Please copy out every line in the listing below that contains the string "mirror".

— BEGIN DATA SUPPLIED —

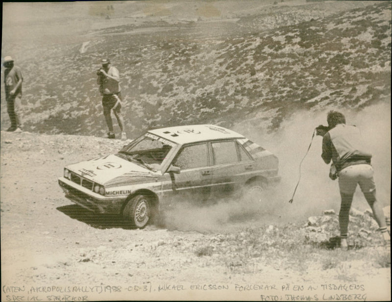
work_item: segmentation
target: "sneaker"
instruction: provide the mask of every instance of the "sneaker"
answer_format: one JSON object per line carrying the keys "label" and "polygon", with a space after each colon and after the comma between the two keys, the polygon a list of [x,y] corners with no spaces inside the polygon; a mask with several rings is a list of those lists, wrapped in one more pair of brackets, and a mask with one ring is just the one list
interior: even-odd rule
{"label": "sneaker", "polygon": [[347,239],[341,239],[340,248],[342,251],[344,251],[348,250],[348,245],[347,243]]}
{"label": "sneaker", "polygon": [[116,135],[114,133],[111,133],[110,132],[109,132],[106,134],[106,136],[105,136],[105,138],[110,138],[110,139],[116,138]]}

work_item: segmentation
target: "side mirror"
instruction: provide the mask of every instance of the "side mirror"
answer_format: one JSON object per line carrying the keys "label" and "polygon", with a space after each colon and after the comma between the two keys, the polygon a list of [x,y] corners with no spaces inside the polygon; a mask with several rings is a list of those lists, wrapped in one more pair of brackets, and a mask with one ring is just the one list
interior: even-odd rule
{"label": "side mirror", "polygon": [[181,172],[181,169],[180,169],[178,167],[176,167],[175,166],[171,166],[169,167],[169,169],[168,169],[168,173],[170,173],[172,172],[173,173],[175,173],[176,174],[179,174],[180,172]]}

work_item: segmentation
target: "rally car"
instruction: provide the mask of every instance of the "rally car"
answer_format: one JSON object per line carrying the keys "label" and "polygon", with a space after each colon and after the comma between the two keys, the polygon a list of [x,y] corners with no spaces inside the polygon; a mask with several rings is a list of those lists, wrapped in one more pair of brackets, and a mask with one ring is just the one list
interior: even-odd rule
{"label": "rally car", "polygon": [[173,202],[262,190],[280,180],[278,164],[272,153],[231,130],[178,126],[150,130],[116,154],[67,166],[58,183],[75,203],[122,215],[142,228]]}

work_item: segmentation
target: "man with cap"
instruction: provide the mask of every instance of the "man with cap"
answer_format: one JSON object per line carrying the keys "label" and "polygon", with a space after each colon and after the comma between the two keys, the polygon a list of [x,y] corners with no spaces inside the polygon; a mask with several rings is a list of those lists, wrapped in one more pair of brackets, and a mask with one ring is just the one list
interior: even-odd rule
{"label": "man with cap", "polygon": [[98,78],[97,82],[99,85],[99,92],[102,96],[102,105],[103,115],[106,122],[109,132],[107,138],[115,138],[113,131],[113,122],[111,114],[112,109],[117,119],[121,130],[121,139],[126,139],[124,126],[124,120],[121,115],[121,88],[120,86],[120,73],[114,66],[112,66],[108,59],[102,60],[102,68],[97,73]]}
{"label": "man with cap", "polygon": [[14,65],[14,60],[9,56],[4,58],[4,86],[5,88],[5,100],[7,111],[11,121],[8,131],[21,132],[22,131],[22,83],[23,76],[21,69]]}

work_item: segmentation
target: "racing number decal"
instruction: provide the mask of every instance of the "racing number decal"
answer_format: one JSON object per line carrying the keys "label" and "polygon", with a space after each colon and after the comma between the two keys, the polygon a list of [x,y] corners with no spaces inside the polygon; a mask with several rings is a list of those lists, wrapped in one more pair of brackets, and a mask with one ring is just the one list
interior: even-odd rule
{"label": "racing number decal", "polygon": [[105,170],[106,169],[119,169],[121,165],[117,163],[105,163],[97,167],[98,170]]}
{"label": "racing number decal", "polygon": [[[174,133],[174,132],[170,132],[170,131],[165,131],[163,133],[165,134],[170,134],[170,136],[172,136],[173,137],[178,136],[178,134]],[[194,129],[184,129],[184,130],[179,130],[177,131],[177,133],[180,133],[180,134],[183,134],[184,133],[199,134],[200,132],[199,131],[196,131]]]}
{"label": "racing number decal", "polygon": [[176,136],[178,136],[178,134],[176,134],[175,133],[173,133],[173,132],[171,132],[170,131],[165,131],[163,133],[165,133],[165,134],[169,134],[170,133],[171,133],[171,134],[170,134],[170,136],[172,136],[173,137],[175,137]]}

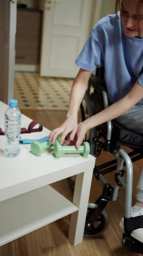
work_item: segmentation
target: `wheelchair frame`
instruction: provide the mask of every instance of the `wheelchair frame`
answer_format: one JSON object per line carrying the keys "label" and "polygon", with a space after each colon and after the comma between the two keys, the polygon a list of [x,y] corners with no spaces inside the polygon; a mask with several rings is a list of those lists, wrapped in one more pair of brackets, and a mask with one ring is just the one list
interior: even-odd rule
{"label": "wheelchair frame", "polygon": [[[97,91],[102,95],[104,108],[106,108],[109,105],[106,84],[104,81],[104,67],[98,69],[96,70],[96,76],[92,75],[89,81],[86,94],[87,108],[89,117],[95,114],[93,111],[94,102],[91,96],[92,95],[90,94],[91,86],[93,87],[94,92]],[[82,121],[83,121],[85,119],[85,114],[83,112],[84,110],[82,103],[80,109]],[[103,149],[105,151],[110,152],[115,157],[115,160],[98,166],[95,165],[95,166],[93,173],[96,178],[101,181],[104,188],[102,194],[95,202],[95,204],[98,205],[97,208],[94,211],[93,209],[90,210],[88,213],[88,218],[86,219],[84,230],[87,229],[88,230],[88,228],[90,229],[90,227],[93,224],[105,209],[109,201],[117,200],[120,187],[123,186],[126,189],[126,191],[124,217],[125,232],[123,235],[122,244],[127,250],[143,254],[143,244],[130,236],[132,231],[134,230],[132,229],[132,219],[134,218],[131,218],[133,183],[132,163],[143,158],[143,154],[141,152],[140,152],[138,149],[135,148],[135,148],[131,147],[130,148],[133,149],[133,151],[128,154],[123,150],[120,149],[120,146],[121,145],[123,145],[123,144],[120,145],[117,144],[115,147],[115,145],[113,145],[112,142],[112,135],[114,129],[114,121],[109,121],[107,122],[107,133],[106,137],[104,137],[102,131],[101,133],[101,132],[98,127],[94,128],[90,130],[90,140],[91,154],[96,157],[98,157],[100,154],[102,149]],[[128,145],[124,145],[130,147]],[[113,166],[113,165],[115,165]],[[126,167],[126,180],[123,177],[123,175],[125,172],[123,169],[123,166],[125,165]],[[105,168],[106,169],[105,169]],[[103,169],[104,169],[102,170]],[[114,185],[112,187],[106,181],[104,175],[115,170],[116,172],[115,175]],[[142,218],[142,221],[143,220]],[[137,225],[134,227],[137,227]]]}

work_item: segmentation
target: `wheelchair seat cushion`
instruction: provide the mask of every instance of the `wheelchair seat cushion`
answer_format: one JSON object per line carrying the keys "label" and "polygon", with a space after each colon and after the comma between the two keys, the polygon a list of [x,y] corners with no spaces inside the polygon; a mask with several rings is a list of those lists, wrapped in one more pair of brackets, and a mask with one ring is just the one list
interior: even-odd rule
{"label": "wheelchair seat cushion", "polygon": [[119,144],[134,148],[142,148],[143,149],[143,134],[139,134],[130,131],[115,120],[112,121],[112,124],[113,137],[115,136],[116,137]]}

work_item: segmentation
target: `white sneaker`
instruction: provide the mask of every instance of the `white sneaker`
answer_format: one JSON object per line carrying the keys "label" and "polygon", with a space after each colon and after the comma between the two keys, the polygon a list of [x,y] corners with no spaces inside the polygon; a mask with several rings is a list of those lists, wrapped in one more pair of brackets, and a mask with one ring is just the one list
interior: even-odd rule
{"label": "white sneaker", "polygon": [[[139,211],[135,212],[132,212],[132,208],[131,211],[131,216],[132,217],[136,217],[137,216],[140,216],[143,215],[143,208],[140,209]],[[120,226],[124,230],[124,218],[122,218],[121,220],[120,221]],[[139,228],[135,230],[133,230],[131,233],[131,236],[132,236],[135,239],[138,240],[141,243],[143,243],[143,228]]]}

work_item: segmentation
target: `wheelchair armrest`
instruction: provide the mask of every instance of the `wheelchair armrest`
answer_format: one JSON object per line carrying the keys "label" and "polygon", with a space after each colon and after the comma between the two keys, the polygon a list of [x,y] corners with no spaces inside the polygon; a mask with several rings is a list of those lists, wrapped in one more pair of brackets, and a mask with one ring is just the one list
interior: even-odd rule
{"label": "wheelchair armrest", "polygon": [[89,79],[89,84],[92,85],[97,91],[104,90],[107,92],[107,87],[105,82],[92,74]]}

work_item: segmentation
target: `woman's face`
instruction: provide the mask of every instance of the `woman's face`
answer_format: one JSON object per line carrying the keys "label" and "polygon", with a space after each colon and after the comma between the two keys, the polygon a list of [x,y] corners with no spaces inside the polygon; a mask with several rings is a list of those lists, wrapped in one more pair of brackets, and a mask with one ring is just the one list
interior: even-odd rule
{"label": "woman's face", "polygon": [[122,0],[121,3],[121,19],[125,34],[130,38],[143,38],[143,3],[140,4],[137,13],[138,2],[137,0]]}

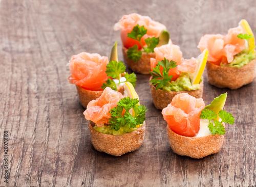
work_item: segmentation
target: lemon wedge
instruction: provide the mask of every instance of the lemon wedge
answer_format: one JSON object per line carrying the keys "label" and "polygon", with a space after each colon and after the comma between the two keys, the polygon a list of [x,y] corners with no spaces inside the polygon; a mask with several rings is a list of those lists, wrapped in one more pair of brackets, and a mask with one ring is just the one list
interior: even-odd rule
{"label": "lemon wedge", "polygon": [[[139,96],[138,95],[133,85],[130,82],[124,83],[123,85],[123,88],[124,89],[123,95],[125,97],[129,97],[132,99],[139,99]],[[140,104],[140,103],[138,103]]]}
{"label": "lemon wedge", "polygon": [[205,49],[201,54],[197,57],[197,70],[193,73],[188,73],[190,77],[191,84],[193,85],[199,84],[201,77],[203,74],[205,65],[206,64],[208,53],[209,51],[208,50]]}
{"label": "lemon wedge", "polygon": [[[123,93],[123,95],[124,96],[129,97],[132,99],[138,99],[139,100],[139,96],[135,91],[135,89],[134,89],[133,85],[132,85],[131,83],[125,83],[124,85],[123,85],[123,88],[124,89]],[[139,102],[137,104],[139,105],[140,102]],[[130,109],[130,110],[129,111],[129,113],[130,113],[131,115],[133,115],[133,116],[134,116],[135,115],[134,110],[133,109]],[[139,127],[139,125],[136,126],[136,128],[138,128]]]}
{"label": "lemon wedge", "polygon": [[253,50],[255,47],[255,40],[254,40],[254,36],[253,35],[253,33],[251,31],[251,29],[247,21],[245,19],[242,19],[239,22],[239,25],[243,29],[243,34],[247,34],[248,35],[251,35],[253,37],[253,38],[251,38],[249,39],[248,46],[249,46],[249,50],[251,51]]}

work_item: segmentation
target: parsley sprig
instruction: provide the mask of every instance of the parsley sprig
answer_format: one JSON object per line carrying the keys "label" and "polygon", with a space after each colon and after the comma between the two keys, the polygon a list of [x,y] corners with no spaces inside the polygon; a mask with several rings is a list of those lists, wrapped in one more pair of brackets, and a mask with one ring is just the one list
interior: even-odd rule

— END DATA SUPPLIED —

PROBLEM SOLUTION:
target: "side mirror"
instruction: provide the mask of every instance of the "side mirror"
{"label": "side mirror", "polygon": [[181,172],[181,169],[180,169],[178,167],[176,167],[175,166],[171,166],[169,167],[169,169],[168,169],[168,173],[170,173],[172,172],[173,173],[175,173],[176,174],[179,174],[180,172]]}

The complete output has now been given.